Problem to work on — Find and copy every line in the items below that contains the string "flower". Matching is case-sensitive.

-- start Provided material --

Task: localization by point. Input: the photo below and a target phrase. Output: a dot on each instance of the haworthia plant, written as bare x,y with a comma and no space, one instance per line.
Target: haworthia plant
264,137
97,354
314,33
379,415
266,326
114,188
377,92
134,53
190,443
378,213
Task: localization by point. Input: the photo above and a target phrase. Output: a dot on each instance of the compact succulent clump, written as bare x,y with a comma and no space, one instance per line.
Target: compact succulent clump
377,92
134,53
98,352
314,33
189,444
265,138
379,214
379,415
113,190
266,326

-- end Provided material --
-- start Provided material --

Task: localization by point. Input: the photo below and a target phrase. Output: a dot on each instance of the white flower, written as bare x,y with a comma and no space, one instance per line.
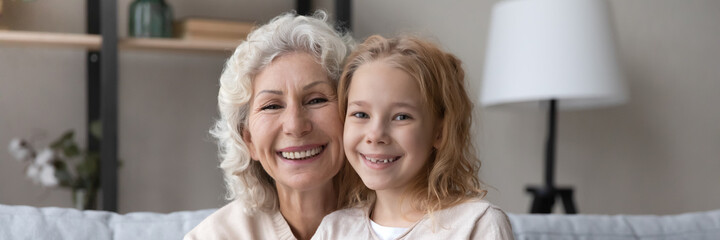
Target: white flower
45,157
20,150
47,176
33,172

-- end Provided material --
-- start Provided material --

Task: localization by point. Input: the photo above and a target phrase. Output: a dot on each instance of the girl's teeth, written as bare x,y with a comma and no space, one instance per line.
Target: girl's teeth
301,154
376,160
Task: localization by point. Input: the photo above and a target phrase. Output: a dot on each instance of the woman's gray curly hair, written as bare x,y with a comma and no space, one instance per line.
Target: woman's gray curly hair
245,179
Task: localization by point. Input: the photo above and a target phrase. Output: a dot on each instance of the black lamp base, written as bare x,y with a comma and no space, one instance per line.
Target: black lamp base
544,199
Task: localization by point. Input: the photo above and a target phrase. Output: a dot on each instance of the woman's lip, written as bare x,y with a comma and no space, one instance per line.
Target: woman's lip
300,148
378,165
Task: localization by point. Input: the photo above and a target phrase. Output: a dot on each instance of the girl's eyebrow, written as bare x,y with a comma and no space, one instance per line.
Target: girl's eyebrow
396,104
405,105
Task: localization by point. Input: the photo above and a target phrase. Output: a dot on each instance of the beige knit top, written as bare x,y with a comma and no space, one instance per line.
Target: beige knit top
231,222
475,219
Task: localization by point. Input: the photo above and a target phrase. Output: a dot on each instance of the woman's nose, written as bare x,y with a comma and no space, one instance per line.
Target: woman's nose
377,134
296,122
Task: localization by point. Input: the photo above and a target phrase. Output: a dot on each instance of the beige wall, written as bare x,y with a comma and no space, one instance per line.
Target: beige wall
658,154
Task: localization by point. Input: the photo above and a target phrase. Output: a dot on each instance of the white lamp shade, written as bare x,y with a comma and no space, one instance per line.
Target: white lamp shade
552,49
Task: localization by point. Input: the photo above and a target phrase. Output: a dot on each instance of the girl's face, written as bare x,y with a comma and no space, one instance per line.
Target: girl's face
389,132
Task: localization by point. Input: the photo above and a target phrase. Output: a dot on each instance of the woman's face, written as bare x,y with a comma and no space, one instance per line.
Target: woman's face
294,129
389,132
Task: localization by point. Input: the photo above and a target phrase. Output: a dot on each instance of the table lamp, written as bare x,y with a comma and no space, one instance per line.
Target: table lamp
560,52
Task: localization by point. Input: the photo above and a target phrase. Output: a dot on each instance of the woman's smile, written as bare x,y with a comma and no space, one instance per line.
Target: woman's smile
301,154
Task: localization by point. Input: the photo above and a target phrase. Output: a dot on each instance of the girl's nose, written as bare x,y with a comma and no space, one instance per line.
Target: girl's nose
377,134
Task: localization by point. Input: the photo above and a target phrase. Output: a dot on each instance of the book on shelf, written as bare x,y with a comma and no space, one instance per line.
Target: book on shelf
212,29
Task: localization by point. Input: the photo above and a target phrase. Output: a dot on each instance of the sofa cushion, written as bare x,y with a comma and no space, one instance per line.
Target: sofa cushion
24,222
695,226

-- end Provided material --

Task result —
Task: localization by point. Input: the photo below and a target phrase. Output: a dot on each instance of the white flower, written as bare x,y with a comma and no space, one instance per line.
Target: white flower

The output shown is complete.